## REQUIRED WORK
Give the data below again, word for word.

--- DATA FOR PROCESSING Enclosed Below ---

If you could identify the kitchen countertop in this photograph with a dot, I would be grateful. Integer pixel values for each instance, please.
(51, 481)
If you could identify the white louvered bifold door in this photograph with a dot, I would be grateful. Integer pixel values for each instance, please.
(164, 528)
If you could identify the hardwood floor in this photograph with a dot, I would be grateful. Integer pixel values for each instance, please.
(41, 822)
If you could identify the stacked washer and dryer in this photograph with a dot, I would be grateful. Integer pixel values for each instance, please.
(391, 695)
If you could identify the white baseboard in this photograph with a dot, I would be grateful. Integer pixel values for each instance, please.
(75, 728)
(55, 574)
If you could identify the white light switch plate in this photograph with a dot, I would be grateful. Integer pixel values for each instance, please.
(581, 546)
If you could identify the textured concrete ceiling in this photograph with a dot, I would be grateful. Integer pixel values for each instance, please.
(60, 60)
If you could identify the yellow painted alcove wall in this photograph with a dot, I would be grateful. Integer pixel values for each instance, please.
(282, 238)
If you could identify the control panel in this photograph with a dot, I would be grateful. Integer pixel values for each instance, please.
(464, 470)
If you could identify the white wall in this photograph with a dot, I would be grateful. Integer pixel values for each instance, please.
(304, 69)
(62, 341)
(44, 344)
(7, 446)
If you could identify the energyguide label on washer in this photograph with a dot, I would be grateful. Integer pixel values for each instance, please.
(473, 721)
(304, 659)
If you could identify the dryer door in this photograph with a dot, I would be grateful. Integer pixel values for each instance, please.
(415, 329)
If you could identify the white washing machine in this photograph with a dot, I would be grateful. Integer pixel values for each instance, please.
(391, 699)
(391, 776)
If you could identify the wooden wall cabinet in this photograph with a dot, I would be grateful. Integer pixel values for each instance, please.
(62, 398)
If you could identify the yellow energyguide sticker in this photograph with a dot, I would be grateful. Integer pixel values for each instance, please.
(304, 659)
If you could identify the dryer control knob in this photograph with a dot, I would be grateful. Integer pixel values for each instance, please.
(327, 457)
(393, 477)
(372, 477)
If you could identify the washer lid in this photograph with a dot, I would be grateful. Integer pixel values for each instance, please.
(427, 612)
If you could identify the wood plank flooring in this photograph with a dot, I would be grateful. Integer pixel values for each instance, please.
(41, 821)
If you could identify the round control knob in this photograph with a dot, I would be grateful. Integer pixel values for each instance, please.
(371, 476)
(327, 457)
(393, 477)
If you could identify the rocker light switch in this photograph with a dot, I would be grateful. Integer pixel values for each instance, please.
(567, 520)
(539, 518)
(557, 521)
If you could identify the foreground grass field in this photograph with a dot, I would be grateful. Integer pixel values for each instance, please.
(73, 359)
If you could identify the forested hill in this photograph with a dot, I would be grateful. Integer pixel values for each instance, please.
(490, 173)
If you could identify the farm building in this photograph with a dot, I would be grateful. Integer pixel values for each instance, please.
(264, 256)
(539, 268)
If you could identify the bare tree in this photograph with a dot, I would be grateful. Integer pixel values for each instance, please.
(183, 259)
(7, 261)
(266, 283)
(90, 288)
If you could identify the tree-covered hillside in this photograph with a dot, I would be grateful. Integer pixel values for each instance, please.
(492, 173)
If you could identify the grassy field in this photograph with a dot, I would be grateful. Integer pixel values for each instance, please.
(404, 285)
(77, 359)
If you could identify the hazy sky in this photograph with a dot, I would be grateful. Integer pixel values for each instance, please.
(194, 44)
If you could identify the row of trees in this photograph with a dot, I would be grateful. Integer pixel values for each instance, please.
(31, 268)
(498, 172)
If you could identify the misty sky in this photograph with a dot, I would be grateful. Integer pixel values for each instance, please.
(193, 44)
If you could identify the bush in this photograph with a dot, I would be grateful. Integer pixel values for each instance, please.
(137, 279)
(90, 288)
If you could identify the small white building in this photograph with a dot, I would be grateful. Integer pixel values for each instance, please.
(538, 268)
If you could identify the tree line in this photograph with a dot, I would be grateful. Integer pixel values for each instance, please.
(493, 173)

--- End of Enclosed DATA FOR PROCESSING ---

## ANSWER TO THIS PROBLEM
If you could identify the kitchen countertop in this photograph with a dot, I would be grateful. Integer pixel values for each instance, please.
(51, 481)
If you could identify the white louvered bifold door in this photograph with a dot, I would be grateful. Integer pixel values for each instance, please.
(164, 528)
If you could identify the hardwood floor in this photograph with a dot, I would be grateful. Integer pixel values for each instance, please.
(41, 822)
If you could identify the stacked washer and dryer in this photograph with a dot, I would be grateful. Integer pixel values for each instance, please.
(391, 695)
If you could identify the white baseboard in this photograph with a dot, I would be grateful. Integer pixel values for each instance, please.
(75, 728)
(55, 574)
If you could identify the white light switch plate in this photograph with a dot, I would be grateful. Integer pixel values for each instance, please.
(581, 546)
If you could identify the textured concrete ceiling in this photograph with a dot, I would be grateful. Integer pixel values for each instance, please.
(60, 60)
If you could identify the yellow painted alcove wall in this photograph with a dot, I would be grateful. Integer pixel values for each instance, please.
(282, 238)
If you could identify the control panel in this photograph with a dot, I would be grateful. Integer pixel values for each instance, please.
(464, 470)
If you could identify the white wall in this photograph with a dot, I would be grateful. Integer pixel values for each instance, please.
(304, 69)
(62, 341)
(44, 344)
(7, 446)
If you could identify the energyguide label on washer in this photograph with a dot, I would be grateful. Integer pixel values for each instance, please.
(473, 721)
(304, 659)
If you could identify the dryer door in this photograph with a dot, I would be grateful. Integer pixel values for each instance, please.
(415, 329)
If you could identify the white washing machine in this photograph with a dot, I would be grateful. Integer pixel values for each instance, please.
(391, 699)
(391, 776)
If you could identify the wooden wall cabinet in this photograph with a dot, I would be grateful. Integer pixel values for each instance, please.
(62, 398)
If you could identify the yellow energyguide sticker in this photograph with a dot, I would be grateful. Integer pixel values for each instance, please.
(304, 659)
If you could identify the dryer control knob in this photograph with a dot, I would be grateful. Integer pixel values for each instance, please.
(327, 457)
(393, 477)
(372, 477)
If you could identify the washer lid in this photograph with a dot, I would be grateful. Integer pixel values for each instance, please.
(427, 612)
If you could identify the wood plank flooring in this photograph with a dot, I would be grateful. Integer pixel values for each instance, please.
(41, 821)
If you could identify the round control knob in this photograph with a dot, I would be grateful. Integer pixel values for each instance, please.
(371, 476)
(327, 457)
(393, 477)
If you could identify the rocker light switch in this photograph with a dot, I would be grateful. Integer pixel values for each instance, please.
(567, 520)
(539, 518)
(557, 521)
If you could identify the foreground grass field in this photograph with a dot, I would be grateful. Integer pixel values for each instance, please.
(73, 359)
If you could identify the forested hill in this photograph with a dot, I would be grateful. Integer pixel values for each instance, please.
(490, 173)
If you could identify the farm building in this photograph with a dot, I would be grateful. Integer pixel values for each instance, please.
(264, 256)
(539, 268)
If you could identify the bare tree in this photograph with a dot, I would be grateful. Integer pixel values for each instance, please.
(183, 259)
(7, 261)
(266, 283)
(90, 288)
If you could identify the tree-covered hillside in this photograph with a dot, I would be grateful. Integer pixel values for each instance, please.
(492, 173)
If you could identify the grassy field in this photograph with a dot, I would be grateful. Integer pixel values for each instance, please.
(404, 285)
(77, 359)
If you could identify the hazy sky in this photograph with a dot, I would be grateful. Integer pixel values for each instance, please.
(194, 44)
If you could identify the row of trees in this photograph with a dot, I would be grateful. Integer pixel values for each instance, please.
(31, 268)
(498, 172)
If you could identify the misty sky in this photograph with a dot, I would be grateful. Integer pixel values for each instance, please.
(193, 44)
If you could identify the bush in this photograph with a dot, I would be grateful. Integer pixel values for each instance, please.
(137, 279)
(90, 288)
If you could identify the small white building in this photograph with a dot, I would be grateful. Integer pixel values for each instance, please.
(538, 268)
If you could identify the tree line in this photograph with a dot, I would be grateful. Integer pixel values for each instance, please.
(493, 173)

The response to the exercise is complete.